** Opening Available data block **
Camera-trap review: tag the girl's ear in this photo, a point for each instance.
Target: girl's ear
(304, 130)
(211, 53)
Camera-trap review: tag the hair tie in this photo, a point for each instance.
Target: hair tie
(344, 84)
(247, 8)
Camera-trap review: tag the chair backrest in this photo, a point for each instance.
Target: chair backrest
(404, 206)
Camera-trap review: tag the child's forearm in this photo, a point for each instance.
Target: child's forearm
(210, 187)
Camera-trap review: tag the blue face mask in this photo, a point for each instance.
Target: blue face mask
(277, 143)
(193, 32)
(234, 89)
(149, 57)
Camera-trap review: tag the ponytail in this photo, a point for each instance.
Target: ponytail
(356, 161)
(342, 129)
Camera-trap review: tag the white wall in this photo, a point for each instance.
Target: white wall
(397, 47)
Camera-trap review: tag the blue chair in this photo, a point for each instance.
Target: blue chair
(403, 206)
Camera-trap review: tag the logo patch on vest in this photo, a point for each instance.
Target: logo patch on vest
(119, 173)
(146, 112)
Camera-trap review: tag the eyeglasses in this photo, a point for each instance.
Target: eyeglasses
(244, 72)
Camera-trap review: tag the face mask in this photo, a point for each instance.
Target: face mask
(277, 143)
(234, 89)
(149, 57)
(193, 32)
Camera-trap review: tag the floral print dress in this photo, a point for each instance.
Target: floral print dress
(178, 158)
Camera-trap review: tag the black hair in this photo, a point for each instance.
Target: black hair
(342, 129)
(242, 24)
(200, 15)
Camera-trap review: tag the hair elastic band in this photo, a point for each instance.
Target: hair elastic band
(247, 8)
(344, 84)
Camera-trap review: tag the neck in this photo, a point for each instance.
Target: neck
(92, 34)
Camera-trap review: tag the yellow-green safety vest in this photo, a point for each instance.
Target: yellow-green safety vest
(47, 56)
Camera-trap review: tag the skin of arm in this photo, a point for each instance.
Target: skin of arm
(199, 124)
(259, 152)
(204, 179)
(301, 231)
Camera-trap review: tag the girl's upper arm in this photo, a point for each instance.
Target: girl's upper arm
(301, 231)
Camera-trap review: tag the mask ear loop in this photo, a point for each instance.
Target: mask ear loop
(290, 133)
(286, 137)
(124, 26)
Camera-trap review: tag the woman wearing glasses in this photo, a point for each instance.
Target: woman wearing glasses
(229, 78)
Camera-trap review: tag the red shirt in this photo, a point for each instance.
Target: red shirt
** Closing Available data block **
** Opening Available data block **
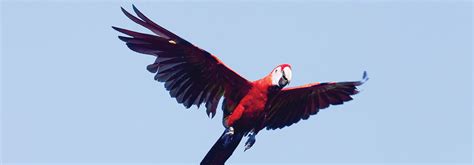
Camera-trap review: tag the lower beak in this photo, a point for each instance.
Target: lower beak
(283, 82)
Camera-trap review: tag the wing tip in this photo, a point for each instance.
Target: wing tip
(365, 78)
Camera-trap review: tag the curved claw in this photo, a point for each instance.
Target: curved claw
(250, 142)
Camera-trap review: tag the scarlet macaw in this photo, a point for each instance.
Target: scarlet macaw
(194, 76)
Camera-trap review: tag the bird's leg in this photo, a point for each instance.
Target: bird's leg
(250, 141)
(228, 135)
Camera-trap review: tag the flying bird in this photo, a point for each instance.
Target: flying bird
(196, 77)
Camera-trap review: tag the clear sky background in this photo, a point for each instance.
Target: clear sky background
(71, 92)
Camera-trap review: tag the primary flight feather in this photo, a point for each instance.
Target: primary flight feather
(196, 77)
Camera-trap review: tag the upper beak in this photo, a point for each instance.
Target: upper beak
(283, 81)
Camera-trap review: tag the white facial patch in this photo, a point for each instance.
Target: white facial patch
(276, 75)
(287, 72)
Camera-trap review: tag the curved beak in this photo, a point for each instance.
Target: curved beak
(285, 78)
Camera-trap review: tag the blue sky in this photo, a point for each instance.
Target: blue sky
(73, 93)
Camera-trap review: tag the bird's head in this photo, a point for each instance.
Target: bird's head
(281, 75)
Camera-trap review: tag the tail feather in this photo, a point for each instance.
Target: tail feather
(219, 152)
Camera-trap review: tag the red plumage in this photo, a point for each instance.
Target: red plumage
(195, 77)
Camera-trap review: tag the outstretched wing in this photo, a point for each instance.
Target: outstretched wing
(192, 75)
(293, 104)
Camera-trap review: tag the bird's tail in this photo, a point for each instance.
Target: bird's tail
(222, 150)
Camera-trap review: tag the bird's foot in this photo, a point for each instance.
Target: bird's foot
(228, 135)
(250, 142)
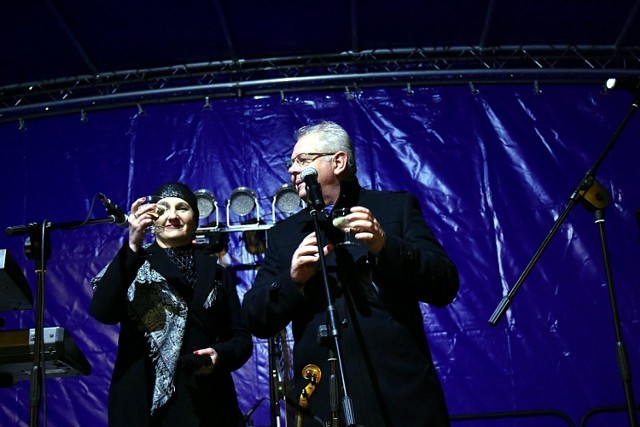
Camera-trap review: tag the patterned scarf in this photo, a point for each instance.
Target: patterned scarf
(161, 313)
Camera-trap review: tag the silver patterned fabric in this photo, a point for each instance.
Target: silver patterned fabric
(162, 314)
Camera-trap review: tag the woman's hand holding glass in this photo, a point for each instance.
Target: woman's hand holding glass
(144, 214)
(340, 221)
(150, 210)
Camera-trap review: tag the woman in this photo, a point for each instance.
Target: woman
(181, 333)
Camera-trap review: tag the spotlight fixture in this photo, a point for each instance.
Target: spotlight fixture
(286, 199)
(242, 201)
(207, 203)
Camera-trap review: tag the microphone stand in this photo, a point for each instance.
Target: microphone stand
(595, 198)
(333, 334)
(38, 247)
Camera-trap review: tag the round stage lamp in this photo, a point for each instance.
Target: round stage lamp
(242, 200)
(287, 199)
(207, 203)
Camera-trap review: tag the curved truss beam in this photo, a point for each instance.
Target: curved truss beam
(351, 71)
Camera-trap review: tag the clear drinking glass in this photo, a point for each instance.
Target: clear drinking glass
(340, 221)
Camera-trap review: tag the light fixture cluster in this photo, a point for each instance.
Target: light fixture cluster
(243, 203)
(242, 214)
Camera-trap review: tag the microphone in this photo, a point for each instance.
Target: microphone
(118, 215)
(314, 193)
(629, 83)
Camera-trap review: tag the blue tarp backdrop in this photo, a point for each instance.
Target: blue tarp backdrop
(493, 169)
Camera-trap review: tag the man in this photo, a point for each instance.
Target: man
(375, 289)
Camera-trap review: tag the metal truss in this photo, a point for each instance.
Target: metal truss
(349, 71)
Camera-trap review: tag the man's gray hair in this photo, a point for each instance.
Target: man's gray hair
** Closing Available data block **
_Problem to solve_
Going back over the entries above, copy word for word every line from the one that has "Target: blue sky" on through the one that has "Camera-trap review: tag the outstretched".

_Response to the task_
Target: blue sky
(73, 93)
Camera-trap review: tag the bird's head in this photo, a point for each instance.
Target: bird's head
(281, 75)
Camera-trap review: tag the tail feather in this photo, a point for each instance.
Target: tail feather
(219, 152)
Camera-trap review: tag the red plumage in this photo, a point for each instance.
Target: red plumage
(195, 77)
Camera-trap review: tag the outstretched wing in this photo, a point for each instance.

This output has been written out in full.